EXTRACT TO READ:
The calorie is a unit of energy, in particular heat.
The small calorie, gram calorie, or calorie (symbol: cal) is the amount of heat (energy) required to raise the temperature of one gram of water by 1 °C.
The large calorie, kilogram calorie, kilocalorie (symbol: kcal), or Calorie (capital C) is the amount of heat (energy) needed to increase the temperature of one kg of water by 1 °C, exactly 1000 small calories, or about 4.184 kJ.
The second form is the one commonly used to express food energy. Its most common name is calorie; kilocalorie is sometimes used, more often in the symbol “kcal” than in the spelled out word.
Calorie counts for foods are done in two ways:
1) Using the established approximation of 4-4-9, i.e. 4 calories per gram of carbohydrates or protein and 9 calories per gram for fats.
2) Using the USDA database that has calorie values for a large variety of foods based on actual measurements, or the so called Atwater Conversion Factors. (Most online calorie calculators use the USDA database.)
The two methods give different results, and the food manufacturer doesn’t have to state which one they used. How much would the difference be? I don’t know. Perhaps as much as 10% depending on what the ingredients are?

REQUIRED ACTION:
Print the whole text about the calorie as a unit of energy, word for word. The material has nothing to do with this.

DATASET EXCERPTS:
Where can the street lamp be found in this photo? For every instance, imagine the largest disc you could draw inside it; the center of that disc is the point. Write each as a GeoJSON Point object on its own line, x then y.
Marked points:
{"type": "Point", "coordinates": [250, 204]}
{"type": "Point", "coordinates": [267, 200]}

...

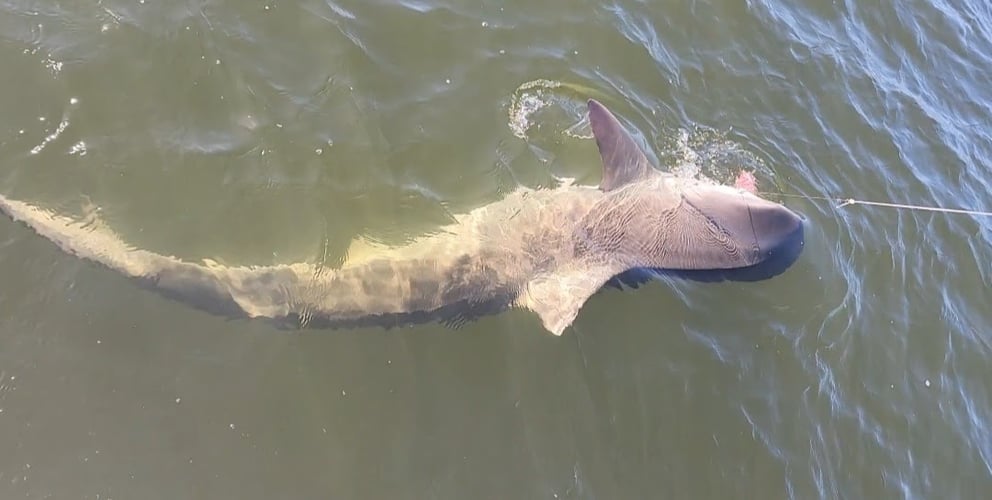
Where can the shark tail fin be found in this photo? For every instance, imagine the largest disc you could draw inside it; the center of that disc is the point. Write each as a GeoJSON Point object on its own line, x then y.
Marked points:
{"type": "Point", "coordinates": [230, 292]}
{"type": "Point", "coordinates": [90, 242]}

...

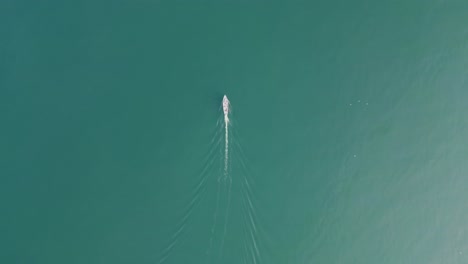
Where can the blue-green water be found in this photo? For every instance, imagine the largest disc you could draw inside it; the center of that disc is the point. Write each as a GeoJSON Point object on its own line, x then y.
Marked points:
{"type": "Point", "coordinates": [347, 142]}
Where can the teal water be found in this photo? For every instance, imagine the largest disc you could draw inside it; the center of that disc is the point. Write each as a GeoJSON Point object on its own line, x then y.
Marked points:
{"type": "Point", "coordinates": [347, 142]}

SOLUTION FOR THIS EXERCISE:
The calorie is a unit of energy, in particular heat.
The small calorie, gram calorie, or calorie (symbol: cal) is the amount of heat (energy) required to raise the temperature of one gram of water by 1 °C.
The large calorie, kilogram calorie, kilocalorie (symbol: kcal), or Calorie (capital C) is the amount of heat (energy) needed to increase the temperature of one kg of water by 1 °C, exactly 1000 small calories, or about 4.184 kJ.
The second form is the one commonly used to express food energy. Its most common name is calorie; kilocalorie is sometimes used, more often in the symbol “kcal” than in the spelled out word.
Calorie counts for foods are done in two ways:
1) Using the established approximation of 4-4-9, i.e. 4 calories per gram of carbohydrates or protein and 9 calories per gram for fats.
2) Using the USDA database that has calorie values for a large variety of foods based on actual measurements, or the so called Atwater Conversion Factors. (Most online calorie calculators use the USDA database.)
The two methods give different results, and the food manufacturer doesn’t have to state which one they used. How much would the difference be? I don’t know. Perhaps as much as 10% depending on what the ingredients are?